Kutipan teks:
-------

EDARAN LIBUR PASKAH TAHUN 2024

91 PNS Koruptor di NTT Belum Dipecat

 Demi menjaga tertib administrasi dan tertib asas hukum di kalangan birokrasi, Menteri Pendayagunaan Aparatur Negara dan Reformasi Birokrasi (MenPAN & RB), Safruddin mengeluarkan surat edaran (SE) yang ditujukan ke seluruh menteri, pimpinan lembaga pemerintah, gubernur, bupati/wali kota. Perihal SE dengan Nomor: B/50/M.SM.OO.OO/2019 tersebut yakni petunjuk pelaksanaan penjatuhan PTDH (Pemberhentian Dengan Tidak Hormat) oleh Pejabat Pembina Kepegawaian (PPK) terhadap PNS yang telah dijatuhi hukuman berdasarkan putusan pengadilan dan berkekuatan hukum tetap (inkracht), tanggal 18 Februari 2019 dan ditandatangani oleh MenPAN & RB Safruddin. Jika SE tersebut tidak ditindaklanjuti hingga tanggal 30 April 2019 maka akan diberi sanksi.

-------

Tujuan tugas: Ketik ulang tanpa perubahan bagian teks tentang PNS koruptor di atas yang dibuka dengan kata-kata "91 PNS Koruptor" dan ditutup dengan "akan diberi sanksi.".

Entri anotasi koordinat:
-------

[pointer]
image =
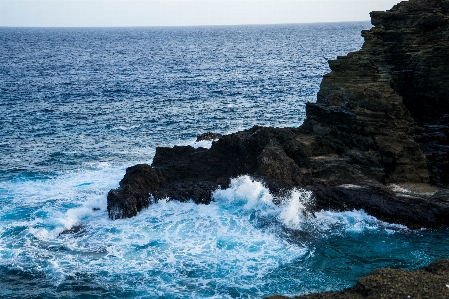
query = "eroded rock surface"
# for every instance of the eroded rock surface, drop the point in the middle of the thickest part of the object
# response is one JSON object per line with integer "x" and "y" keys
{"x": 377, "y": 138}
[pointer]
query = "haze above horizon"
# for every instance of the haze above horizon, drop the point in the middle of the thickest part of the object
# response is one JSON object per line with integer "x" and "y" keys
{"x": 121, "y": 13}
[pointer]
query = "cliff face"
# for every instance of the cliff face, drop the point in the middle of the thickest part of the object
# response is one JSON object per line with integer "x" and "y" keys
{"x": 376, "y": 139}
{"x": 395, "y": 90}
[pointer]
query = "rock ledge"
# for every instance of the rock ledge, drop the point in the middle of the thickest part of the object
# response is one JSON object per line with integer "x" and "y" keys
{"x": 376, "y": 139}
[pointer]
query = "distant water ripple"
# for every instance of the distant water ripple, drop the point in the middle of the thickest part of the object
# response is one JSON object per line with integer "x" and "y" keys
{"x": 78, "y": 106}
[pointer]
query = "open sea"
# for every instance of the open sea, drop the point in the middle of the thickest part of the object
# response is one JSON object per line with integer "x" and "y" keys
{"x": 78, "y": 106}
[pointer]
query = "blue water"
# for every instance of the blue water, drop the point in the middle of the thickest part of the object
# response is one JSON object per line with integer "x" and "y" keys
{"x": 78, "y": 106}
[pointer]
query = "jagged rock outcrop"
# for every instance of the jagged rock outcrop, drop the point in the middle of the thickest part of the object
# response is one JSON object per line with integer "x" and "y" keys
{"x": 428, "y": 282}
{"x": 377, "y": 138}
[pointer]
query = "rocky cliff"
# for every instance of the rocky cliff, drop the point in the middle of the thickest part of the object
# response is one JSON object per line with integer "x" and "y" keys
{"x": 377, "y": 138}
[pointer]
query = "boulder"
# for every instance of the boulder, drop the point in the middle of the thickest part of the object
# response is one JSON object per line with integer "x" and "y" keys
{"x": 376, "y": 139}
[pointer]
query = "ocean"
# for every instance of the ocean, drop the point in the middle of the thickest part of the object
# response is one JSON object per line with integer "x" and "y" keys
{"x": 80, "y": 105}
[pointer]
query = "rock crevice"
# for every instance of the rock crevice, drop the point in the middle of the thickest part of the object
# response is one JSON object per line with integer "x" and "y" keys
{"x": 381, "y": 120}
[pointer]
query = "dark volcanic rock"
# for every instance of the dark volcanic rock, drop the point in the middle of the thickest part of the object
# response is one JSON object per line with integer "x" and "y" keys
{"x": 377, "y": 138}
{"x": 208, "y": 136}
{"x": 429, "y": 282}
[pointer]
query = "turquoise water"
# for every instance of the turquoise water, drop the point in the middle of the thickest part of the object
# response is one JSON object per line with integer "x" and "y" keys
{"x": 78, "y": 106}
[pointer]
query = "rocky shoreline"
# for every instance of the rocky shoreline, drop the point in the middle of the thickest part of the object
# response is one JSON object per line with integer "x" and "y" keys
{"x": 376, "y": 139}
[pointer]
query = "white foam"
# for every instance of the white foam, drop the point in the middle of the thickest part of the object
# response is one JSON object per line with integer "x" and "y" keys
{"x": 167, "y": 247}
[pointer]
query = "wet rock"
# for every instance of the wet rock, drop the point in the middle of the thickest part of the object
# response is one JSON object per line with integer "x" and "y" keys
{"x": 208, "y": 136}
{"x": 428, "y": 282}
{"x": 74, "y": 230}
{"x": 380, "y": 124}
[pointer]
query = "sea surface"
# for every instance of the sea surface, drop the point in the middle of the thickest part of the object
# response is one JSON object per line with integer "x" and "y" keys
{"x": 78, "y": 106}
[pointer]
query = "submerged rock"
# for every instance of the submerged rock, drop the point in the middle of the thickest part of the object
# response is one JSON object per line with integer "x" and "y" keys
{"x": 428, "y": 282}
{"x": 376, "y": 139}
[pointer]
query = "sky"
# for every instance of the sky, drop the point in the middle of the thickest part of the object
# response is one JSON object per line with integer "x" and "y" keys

-------

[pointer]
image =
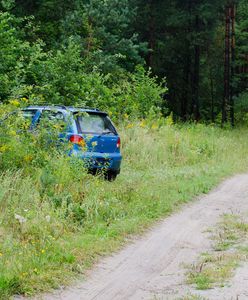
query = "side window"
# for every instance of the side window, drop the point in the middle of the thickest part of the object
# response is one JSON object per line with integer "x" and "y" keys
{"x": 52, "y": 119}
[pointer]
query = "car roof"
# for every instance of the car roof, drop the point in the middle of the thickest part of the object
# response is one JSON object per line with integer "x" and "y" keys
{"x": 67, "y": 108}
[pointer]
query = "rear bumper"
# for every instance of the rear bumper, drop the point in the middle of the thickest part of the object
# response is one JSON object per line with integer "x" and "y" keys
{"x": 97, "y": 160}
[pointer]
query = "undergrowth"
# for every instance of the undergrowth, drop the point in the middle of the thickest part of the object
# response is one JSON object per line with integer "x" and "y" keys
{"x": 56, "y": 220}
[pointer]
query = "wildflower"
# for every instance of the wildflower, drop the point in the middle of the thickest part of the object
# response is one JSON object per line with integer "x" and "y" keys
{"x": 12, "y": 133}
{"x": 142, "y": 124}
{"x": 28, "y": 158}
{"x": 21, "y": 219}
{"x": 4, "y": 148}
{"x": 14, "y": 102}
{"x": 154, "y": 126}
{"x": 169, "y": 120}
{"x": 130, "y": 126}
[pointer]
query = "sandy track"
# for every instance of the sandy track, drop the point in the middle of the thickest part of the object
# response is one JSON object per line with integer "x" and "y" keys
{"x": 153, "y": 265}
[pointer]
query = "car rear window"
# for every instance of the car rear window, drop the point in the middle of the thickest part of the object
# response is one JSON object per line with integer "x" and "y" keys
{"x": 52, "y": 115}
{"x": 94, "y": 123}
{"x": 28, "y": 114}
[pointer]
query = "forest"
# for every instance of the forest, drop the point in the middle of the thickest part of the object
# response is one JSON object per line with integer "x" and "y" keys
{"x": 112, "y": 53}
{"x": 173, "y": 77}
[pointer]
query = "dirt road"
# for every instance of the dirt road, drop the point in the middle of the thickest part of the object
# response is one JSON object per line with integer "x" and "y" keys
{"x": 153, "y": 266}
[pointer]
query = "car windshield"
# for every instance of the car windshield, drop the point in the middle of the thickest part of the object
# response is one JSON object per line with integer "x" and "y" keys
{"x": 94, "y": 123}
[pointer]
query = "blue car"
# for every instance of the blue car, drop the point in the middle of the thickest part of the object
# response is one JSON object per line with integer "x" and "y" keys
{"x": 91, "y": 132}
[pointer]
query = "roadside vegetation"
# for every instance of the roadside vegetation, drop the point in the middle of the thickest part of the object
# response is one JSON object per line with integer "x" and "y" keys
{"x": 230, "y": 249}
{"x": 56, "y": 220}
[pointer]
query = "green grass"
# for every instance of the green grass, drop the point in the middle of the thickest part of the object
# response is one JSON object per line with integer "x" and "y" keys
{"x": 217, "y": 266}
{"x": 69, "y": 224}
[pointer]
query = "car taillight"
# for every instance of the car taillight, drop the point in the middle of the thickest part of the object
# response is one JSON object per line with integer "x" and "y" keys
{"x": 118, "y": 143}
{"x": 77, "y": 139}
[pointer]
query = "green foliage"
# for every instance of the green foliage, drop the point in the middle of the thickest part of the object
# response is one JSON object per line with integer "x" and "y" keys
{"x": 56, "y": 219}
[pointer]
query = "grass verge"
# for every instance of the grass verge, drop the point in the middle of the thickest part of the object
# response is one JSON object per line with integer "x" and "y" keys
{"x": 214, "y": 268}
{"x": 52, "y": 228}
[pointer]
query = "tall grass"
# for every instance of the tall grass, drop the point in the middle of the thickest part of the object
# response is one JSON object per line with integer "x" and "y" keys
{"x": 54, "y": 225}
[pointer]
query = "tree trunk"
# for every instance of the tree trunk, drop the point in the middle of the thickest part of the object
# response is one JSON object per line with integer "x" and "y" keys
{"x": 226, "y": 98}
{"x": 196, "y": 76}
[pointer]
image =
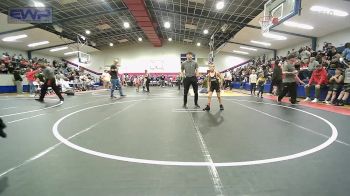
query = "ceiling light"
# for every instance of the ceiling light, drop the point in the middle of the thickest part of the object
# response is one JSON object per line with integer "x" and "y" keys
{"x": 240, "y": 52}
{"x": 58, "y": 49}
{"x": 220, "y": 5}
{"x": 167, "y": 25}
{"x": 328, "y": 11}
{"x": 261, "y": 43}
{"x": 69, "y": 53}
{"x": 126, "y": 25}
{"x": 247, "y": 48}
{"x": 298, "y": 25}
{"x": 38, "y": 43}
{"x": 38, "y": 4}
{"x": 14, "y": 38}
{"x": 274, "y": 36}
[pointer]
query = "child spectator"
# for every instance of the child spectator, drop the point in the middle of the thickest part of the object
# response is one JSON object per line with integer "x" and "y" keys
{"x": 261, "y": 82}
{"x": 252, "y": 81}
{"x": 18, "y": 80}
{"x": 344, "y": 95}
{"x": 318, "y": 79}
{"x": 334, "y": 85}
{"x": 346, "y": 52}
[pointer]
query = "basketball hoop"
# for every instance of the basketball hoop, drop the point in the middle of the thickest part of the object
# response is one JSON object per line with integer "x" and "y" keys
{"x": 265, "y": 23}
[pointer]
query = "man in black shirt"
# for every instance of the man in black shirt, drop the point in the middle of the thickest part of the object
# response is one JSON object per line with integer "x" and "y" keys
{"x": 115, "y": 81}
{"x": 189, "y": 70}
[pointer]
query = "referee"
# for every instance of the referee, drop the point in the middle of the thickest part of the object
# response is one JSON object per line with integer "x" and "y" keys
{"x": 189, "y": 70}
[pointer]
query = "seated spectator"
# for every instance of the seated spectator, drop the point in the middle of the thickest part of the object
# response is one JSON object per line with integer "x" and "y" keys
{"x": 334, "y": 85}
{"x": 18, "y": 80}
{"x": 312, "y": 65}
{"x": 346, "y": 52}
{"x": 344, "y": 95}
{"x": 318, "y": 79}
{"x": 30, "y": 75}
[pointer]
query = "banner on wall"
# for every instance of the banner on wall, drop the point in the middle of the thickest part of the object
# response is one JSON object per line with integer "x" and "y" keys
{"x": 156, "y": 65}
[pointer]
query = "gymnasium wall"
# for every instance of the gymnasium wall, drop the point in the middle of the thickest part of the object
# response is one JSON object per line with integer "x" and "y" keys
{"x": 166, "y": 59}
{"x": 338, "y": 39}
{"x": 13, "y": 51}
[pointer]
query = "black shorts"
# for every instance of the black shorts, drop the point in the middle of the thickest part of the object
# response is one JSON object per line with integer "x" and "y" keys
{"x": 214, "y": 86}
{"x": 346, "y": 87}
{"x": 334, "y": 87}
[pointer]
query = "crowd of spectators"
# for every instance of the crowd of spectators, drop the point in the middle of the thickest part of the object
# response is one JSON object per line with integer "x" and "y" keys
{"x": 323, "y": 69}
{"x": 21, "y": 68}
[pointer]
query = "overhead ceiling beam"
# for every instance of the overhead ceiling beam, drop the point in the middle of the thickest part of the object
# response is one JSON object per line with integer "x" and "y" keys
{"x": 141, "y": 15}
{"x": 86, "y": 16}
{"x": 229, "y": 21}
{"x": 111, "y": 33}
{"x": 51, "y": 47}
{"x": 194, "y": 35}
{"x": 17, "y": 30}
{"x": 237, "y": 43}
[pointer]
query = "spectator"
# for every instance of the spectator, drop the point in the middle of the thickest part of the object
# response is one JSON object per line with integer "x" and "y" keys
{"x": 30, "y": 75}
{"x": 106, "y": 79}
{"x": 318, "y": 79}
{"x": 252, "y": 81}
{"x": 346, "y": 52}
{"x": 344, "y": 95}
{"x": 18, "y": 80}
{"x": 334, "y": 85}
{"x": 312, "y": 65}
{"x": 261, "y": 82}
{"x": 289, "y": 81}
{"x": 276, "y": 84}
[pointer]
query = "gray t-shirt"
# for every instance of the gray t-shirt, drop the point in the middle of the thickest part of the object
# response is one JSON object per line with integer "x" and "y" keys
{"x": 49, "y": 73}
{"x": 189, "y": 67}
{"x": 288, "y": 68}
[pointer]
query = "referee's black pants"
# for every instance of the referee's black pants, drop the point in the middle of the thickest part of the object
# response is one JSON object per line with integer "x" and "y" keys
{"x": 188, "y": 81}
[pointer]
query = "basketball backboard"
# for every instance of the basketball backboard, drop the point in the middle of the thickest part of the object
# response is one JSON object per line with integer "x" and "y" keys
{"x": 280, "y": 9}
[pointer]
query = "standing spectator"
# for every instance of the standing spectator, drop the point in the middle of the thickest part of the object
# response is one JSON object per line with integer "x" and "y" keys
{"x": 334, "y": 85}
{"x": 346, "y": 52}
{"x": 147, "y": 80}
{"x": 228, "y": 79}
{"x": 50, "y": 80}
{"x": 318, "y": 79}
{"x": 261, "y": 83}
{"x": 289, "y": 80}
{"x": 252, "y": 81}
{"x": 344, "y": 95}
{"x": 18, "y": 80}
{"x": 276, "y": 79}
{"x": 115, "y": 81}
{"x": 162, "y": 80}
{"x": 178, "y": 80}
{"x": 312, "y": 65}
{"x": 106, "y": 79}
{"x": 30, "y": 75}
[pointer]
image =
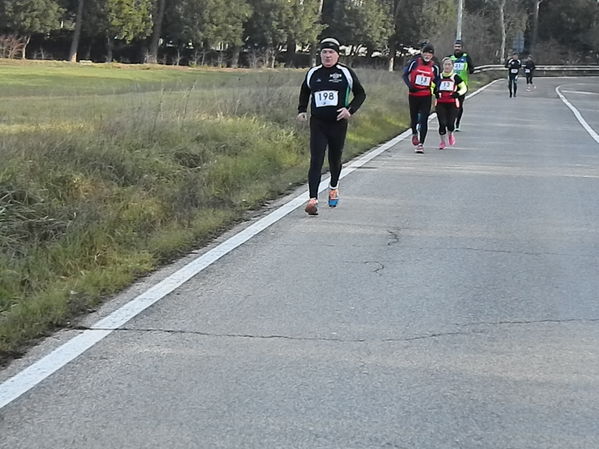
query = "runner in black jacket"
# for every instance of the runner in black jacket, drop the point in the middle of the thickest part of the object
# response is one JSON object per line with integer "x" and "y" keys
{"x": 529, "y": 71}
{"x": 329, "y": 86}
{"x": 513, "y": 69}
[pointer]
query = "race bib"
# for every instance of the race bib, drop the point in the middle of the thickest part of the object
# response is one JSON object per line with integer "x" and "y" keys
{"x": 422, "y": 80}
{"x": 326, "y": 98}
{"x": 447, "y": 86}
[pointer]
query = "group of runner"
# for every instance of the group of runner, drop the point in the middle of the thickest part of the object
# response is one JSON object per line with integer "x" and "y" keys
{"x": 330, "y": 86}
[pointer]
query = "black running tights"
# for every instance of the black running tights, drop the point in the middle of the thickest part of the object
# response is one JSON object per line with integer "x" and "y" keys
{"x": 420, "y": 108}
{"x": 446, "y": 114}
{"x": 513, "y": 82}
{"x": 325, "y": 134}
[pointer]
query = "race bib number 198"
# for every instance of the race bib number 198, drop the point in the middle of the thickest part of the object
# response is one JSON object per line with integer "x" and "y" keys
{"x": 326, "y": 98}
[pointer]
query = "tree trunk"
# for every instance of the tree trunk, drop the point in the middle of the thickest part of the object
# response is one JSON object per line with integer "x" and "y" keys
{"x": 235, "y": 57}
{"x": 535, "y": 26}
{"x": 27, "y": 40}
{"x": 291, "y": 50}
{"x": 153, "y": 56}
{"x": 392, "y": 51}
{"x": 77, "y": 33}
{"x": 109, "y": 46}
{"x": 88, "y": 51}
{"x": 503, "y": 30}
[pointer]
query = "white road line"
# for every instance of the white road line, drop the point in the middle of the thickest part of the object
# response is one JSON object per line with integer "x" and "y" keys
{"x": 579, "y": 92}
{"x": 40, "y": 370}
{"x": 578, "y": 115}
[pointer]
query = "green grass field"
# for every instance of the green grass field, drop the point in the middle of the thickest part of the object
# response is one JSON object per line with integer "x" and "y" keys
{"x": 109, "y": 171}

-------

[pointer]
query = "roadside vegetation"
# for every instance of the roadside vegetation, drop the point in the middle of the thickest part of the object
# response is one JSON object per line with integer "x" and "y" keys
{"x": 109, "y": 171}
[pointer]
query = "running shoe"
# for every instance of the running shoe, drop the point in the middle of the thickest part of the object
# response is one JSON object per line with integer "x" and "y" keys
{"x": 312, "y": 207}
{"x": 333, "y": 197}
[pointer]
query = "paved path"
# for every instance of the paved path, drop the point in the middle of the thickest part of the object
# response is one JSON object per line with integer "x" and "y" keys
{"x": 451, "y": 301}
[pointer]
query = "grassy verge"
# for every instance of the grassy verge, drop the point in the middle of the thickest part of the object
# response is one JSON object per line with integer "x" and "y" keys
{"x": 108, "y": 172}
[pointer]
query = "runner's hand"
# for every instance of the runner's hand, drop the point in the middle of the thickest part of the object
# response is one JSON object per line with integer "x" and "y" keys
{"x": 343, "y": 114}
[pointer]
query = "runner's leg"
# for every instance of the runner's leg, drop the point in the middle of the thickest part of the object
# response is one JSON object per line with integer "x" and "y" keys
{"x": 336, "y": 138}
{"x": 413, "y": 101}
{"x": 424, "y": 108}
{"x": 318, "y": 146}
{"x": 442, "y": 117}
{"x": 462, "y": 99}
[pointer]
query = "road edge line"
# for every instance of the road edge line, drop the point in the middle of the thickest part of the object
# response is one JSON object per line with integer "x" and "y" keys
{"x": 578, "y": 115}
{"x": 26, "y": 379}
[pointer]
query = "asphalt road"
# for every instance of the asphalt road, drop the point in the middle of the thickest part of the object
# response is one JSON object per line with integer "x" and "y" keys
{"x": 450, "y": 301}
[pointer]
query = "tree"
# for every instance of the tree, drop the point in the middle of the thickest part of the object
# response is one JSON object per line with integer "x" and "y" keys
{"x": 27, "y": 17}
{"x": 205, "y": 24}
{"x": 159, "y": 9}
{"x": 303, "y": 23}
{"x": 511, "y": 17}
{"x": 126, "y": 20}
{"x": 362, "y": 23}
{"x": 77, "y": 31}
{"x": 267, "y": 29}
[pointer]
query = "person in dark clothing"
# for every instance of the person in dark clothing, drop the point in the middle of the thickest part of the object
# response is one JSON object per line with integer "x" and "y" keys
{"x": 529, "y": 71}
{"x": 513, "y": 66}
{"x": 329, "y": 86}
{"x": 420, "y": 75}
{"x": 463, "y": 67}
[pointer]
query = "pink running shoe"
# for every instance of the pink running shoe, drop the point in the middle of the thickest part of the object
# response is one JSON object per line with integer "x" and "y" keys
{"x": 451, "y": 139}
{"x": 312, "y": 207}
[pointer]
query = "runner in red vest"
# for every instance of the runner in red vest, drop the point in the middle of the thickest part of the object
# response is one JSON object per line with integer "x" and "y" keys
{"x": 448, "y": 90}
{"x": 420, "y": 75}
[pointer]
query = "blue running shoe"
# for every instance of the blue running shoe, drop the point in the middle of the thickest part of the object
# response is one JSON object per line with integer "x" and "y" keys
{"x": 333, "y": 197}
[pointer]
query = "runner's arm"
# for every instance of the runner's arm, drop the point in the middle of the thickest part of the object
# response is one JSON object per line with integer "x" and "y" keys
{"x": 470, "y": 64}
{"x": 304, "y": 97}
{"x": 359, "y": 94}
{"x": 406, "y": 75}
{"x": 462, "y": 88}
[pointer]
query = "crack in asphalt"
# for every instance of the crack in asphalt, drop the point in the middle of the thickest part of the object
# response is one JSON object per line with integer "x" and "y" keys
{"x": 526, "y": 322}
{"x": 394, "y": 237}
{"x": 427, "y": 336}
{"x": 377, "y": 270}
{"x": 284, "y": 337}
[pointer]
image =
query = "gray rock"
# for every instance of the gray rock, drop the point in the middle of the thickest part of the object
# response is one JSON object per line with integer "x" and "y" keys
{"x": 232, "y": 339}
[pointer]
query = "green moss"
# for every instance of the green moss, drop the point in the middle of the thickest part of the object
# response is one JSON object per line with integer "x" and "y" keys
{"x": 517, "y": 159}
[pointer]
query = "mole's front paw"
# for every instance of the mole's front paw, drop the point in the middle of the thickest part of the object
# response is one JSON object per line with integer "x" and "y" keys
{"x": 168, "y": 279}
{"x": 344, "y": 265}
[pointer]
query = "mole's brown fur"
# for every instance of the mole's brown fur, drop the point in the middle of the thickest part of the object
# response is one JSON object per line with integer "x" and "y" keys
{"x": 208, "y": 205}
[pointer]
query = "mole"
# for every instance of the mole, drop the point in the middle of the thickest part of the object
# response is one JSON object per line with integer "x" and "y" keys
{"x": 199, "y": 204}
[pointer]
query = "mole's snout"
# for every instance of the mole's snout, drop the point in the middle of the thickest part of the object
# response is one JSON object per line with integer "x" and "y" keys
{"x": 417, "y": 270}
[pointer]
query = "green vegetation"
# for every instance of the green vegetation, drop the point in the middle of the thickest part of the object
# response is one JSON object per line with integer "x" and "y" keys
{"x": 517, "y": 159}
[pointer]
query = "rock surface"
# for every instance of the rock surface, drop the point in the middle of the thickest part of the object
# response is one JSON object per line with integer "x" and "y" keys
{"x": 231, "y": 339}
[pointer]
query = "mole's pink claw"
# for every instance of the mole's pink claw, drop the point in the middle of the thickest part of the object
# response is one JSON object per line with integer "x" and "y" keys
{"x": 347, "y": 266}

-------

Jawaban soal:
91 PNS Koruptor di NTT Belum Dipecat

 Demi menjaga tertib administrasi dan tertib asas hukum di kalangan birokrasi, Menteri Pendayagunaan Aparatur Negara dan Reformasi Birokrasi (MenPAN & RB), Safruddin mengeluarkan surat edaran (SE) yang ditujukan ke seluruh menteri, pimpinan lembaga pemerintah, gubernur, bupati/wali kota. Perihal SE dengan Nomor: B/50/M.SM.OO.OO/2019 tersebut yakni petunjuk pelaksanaan penjatuhan PTDH (Pemberhentian Dengan Tidak Hormat) oleh Pejabat Pembina Kepegawaian (PPK) terhadap PNS yang telah dijatuhi hukuman berdasarkan putusan pengadilan dan berkekuatan hukum tetap (inkracht), tanggal 18 Februari 2019 dan ditandatangani oleh MenPAN & RB Safruddin. Jika SE tersebut tidak ditindaklanjuti hingga tanggal 30 April 2019 maka akan diberi sanksi.